[EXCERPTED RECORDS Boundary: Start]

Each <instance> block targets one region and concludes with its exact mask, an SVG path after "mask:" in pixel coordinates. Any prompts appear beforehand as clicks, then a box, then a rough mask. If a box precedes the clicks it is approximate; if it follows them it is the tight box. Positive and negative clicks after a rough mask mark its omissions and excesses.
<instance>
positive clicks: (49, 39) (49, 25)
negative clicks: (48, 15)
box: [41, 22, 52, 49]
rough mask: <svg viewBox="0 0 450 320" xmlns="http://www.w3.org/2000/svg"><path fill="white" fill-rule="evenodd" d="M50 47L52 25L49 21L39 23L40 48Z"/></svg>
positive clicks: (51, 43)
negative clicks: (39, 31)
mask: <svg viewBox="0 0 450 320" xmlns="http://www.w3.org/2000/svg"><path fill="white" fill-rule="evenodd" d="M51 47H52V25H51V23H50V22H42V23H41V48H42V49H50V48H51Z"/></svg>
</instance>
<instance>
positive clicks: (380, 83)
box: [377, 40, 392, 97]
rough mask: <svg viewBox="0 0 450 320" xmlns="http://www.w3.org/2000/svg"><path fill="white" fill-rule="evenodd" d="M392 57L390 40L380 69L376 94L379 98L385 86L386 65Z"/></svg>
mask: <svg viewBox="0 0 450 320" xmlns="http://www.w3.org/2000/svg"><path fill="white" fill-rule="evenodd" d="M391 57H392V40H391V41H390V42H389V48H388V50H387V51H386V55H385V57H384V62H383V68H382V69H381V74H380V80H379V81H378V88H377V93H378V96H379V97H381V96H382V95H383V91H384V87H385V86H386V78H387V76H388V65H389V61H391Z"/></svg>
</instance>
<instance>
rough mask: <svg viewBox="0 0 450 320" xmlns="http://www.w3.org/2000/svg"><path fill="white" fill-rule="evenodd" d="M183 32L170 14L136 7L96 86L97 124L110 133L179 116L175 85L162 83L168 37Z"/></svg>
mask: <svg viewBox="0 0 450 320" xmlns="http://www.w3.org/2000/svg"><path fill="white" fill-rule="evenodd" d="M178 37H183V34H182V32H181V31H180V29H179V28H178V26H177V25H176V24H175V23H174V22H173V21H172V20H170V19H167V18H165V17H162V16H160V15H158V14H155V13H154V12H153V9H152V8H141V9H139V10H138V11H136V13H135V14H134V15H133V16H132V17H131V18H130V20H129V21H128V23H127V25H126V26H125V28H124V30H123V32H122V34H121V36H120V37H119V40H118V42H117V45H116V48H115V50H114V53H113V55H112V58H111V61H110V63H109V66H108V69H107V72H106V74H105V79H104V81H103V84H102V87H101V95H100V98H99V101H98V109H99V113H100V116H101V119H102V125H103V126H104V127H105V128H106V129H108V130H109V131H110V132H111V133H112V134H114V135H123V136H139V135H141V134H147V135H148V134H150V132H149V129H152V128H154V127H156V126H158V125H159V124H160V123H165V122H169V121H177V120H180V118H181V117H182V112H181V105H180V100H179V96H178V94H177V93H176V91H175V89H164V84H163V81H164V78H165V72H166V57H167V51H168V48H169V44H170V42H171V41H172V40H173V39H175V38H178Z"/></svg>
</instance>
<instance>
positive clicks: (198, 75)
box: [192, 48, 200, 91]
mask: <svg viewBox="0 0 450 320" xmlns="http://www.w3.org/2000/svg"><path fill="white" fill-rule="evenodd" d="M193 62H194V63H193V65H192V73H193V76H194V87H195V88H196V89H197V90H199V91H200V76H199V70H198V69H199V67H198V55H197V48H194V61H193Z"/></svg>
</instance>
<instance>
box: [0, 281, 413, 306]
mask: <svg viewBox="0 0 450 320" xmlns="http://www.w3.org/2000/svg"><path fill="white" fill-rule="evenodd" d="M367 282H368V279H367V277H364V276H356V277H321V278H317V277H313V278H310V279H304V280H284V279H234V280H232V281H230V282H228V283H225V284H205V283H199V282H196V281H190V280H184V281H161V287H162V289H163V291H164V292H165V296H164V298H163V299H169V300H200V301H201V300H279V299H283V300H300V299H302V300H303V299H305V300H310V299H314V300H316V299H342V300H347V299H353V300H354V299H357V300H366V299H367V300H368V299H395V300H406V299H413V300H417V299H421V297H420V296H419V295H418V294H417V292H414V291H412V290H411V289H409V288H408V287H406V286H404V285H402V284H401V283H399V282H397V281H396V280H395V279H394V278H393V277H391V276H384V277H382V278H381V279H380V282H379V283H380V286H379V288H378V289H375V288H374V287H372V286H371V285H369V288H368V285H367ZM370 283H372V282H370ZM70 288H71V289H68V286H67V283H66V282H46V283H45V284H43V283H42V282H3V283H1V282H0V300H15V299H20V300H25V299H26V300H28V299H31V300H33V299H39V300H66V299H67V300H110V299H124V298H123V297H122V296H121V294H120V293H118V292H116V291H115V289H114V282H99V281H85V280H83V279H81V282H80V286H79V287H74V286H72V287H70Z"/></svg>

[EXCERPTED RECORDS Boundary: End]

● **TASK**
Could you reproduce exactly the lines of the entries above, from the one with "positive clicks: (49, 39) (49, 25)" through the one with "box: [377, 40, 392, 97]", and nothing else?

● **ANSWER SPACE**
positive clicks: (49, 39) (49, 25)
negative clicks: (48, 15)
box: [41, 22, 52, 49]
rough mask: <svg viewBox="0 0 450 320" xmlns="http://www.w3.org/2000/svg"><path fill="white" fill-rule="evenodd" d="M50 47L52 25L49 21L39 23L40 48Z"/></svg>
positive clicks: (51, 43)
negative clicks: (39, 31)
mask: <svg viewBox="0 0 450 320" xmlns="http://www.w3.org/2000/svg"><path fill="white" fill-rule="evenodd" d="M51 47H52V25H51V23H50V22H42V23H41V48H42V49H50V48H51Z"/></svg>
</instance>
<instance>
positive clicks: (380, 83)
box: [377, 40, 392, 97]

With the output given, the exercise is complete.